◆ WORK INSTRUCTIONS: Please print each record that follows precisely as it appears.

◆ DATA PROVIDED:
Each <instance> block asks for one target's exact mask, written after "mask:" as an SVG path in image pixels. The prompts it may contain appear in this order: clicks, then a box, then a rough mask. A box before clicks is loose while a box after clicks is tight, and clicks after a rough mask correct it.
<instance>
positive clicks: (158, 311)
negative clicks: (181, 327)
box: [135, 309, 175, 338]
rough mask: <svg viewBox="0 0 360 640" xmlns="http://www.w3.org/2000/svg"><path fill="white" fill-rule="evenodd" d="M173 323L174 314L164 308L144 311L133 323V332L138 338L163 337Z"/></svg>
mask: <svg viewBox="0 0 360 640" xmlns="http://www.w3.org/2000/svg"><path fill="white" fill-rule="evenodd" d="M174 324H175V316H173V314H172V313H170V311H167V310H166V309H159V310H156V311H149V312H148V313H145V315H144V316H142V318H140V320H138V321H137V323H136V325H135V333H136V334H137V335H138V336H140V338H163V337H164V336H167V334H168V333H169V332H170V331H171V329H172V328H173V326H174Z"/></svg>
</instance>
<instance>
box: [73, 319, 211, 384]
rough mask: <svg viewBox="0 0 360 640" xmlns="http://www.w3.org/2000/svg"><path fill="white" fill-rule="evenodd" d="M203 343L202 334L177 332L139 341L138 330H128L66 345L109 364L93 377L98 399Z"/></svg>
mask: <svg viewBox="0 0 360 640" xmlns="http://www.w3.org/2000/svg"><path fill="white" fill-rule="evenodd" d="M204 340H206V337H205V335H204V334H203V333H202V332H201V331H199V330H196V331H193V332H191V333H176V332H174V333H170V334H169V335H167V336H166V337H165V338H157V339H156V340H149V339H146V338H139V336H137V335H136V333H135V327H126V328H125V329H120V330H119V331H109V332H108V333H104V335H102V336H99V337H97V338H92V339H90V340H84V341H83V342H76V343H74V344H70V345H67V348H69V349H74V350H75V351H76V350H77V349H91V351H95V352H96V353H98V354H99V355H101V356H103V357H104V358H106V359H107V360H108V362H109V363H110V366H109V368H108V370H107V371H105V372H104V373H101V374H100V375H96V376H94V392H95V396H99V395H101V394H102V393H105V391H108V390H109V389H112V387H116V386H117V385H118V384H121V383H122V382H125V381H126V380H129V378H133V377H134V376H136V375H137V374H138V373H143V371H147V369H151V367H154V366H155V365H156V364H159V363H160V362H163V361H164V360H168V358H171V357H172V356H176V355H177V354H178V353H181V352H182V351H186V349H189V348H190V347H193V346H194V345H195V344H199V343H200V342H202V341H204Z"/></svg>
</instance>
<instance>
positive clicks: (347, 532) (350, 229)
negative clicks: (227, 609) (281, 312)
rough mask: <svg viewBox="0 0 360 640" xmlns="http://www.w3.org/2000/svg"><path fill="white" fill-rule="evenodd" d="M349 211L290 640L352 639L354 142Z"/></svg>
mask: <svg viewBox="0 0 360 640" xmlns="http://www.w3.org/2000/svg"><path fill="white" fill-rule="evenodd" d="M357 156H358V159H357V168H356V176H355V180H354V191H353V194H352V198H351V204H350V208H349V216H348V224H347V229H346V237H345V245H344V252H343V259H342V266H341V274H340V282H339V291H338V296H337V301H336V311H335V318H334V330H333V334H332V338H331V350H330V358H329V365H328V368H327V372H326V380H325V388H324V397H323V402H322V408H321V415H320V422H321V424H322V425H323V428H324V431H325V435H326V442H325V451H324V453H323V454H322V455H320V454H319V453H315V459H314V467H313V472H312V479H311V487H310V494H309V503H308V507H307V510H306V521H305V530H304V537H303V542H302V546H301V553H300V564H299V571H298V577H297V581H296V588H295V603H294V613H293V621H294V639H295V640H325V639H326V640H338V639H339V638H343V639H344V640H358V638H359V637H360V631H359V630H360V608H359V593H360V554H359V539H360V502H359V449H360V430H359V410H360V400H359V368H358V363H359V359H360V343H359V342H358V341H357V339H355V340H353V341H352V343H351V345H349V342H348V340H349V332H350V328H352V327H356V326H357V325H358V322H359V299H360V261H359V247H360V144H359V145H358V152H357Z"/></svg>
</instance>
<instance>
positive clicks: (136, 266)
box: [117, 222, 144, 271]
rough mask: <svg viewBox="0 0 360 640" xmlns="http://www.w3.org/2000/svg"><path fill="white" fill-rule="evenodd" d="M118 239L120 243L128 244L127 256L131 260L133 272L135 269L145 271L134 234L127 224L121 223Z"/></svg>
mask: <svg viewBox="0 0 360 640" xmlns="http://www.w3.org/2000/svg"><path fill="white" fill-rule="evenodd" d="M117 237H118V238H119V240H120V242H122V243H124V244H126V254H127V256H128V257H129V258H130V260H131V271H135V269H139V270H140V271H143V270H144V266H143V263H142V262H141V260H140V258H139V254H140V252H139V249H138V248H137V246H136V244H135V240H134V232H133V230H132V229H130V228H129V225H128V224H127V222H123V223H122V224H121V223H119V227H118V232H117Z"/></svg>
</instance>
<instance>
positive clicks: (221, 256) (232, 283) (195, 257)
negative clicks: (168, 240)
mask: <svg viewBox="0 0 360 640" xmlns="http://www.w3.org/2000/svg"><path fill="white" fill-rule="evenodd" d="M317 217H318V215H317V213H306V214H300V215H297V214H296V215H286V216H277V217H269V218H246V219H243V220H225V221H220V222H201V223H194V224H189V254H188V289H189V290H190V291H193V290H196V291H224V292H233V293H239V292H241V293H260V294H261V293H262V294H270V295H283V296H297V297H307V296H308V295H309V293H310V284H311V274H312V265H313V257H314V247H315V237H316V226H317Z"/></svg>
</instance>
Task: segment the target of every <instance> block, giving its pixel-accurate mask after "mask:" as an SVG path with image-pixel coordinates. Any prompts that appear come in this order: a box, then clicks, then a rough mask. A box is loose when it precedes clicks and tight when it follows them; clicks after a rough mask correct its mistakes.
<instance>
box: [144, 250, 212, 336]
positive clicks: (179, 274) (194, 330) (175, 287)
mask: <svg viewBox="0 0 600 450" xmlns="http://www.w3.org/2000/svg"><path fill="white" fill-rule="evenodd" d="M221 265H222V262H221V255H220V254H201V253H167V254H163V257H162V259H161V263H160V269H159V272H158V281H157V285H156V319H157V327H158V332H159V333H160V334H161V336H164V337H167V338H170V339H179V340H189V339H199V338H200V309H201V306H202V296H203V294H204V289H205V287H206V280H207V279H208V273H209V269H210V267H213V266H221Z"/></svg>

◆ SOLUTION TO THE PROBLEM:
Each <instance> block asks for one target's exact mask, written after "mask:" as an SVG path in image pixels. The prompts it may contain appear in this order: clicks, then a box, then a rough mask. A box before clicks is loose while a box after clicks is tight, and clicks after a rough mask correct it.
<instance>
positive clicks: (158, 311)
negative clicks: (181, 327)
box: [135, 309, 175, 338]
rough mask: <svg viewBox="0 0 360 640" xmlns="http://www.w3.org/2000/svg"><path fill="white" fill-rule="evenodd" d="M173 323L174 314L164 308L144 311L133 323V332L138 338L163 337Z"/></svg>
mask: <svg viewBox="0 0 360 640" xmlns="http://www.w3.org/2000/svg"><path fill="white" fill-rule="evenodd" d="M174 324H175V316H173V314H172V313H170V311H167V310H166V309H159V310H156V311H149V312H148V313H145V315H144V316H142V318H140V320H138V321H137V323H136V325H135V333H136V334H137V335H138V336H140V338H163V337H164V336H167V334H168V333H169V332H170V331H171V329H172V328H173V326H174Z"/></svg>
</instance>
<instance>
box: [73, 319, 211, 384]
rough mask: <svg viewBox="0 0 360 640" xmlns="http://www.w3.org/2000/svg"><path fill="white" fill-rule="evenodd" d="M203 343L202 334L177 332L139 341L138 330H128L66 345L109 364L93 377L98 399Z"/></svg>
mask: <svg viewBox="0 0 360 640" xmlns="http://www.w3.org/2000/svg"><path fill="white" fill-rule="evenodd" d="M204 340H206V337H205V335H204V334H203V333H202V332H201V331H199V330H196V331H193V332H191V333H176V332H174V333H170V334H169V335H167V336H166V337H165V338H157V339H156V340H149V339H146V338H139V336H137V335H136V333H135V327H126V328H125V329H120V330H119V331H109V332H108V333H104V335H102V336H99V337H97V338H92V339H90V340H84V341H83V342H76V343H74V344H70V345H67V348H69V349H74V350H75V351H76V350H77V349H91V351H95V352H96V353H98V354H99V355H101V356H103V357H104V358H106V359H107V360H108V362H109V363H110V366H109V368H108V370H107V371H105V372H104V373H101V374H100V375H96V376H94V392H95V396H99V395H101V394H102V393H105V391H108V390H109V389H112V387H116V386H117V385H118V384H121V383H122V382H125V381H126V380H129V378H133V377H134V376H136V375H137V374H138V373H143V371H147V369H151V367H154V366H155V365H156V364H159V363H160V362H163V361H164V360H168V358H171V357H172V356H176V355H177V354H178V353H181V352H182V351H186V349H189V348H190V347H193V346H194V345H195V344H199V343H200V342H202V341H204Z"/></svg>
</instance>
<instance>
positive clicks: (347, 532) (350, 229)
negative clicks: (227, 609) (281, 312)
rough mask: <svg viewBox="0 0 360 640" xmlns="http://www.w3.org/2000/svg"><path fill="white" fill-rule="evenodd" d="M349 211L290 640L352 639L354 142Z"/></svg>
mask: <svg viewBox="0 0 360 640" xmlns="http://www.w3.org/2000/svg"><path fill="white" fill-rule="evenodd" d="M357 156H358V159H357V168H356V176H355V180H354V191H353V194H352V198H351V204H350V208H349V216H348V224H347V229H346V237H345V245H344V252H343V259H342V266H341V274H340V282H339V291H338V296H337V301H336V311H335V318H334V330H333V334H332V338H331V350H330V358H329V365H328V368H327V372H326V380H325V388H324V397H323V402H322V408H321V415H320V422H321V424H322V425H323V428H324V431H325V435H326V442H325V451H324V453H323V454H322V455H320V454H319V453H315V459H314V467H313V472H312V479H311V487H310V494H309V503H308V507H307V510H306V521H305V530H304V537H303V542H302V546H301V553H300V564H299V571H298V577H297V581H296V588H295V603H294V613H293V621H294V639H295V640H325V639H326V640H338V639H339V638H343V639H344V640H358V638H359V637H360V631H359V630H360V608H359V593H360V554H359V539H360V502H359V449H360V430H359V410H360V400H359V368H358V363H359V359H360V343H359V342H358V341H357V339H355V340H353V341H352V343H351V345H349V342H348V340H349V332H350V328H352V327H356V326H357V325H358V322H359V299H360V261H359V247H360V144H359V145H358V152H357Z"/></svg>
</instance>
<instance>
positive clicks: (136, 266)
box: [117, 222, 144, 271]
rough mask: <svg viewBox="0 0 360 640" xmlns="http://www.w3.org/2000/svg"><path fill="white" fill-rule="evenodd" d="M118 239L120 243L128 244L127 256L131 260L133 272L135 269L145 271L134 234L127 224L121 223Z"/></svg>
mask: <svg viewBox="0 0 360 640" xmlns="http://www.w3.org/2000/svg"><path fill="white" fill-rule="evenodd" d="M117 237H118V238H119V240H120V242H122V243H124V244H126V254H127V256H128V257H129V258H130V260H131V271H135V269H139V270H140V271H143V270H144V266H143V263H142V262H141V260H140V258H139V254H140V252H139V249H138V248H137V246H136V244H135V240H134V232H133V230H132V229H130V228H129V225H128V224H127V222H123V223H122V224H121V223H119V227H118V232H117Z"/></svg>
</instance>
<instance>
positive clicks: (221, 256) (232, 283) (195, 257)
negative clicks: (168, 240)
mask: <svg viewBox="0 0 360 640" xmlns="http://www.w3.org/2000/svg"><path fill="white" fill-rule="evenodd" d="M317 217H318V215H317V213H306V214H300V215H297V214H296V215H286V216H277V217H269V218H246V219H243V220H225V221H220V222H201V223H194V224H189V254H188V289H189V290H190V291H193V290H196V291H224V292H233V293H239V292H241V293H260V294H261V293H262V294H270V295H283V296H297V297H307V296H308V295H309V293H310V284H311V274H312V265H313V257H314V247H315V237H316V226H317Z"/></svg>
</instance>
Task: segment the target of every <instance> block, giving its pixel-accurate mask after "mask:" as an SVG path with image-pixel coordinates. Any prompts that appear come in this order: a box, then clicks, then a rough mask. A box is loose when it precedes clicks and tight when it follows them; clicks after a rough mask correct its mistakes.
<instance>
box: [144, 250, 212, 336]
positive clicks: (179, 274) (194, 330) (175, 287)
mask: <svg viewBox="0 0 600 450" xmlns="http://www.w3.org/2000/svg"><path fill="white" fill-rule="evenodd" d="M221 265H222V262H221V255H220V254H201V253H167V254H163V257H162V259H161V263H160V269H159V272H158V281H157V285H156V319H157V327H158V332H159V333H160V334H161V336H164V337H167V338H170V339H179V340H189V339H199V338H200V309H201V306H202V296H203V294H204V289H205V287H206V280H207V279H208V273H209V269H210V267H213V266H221Z"/></svg>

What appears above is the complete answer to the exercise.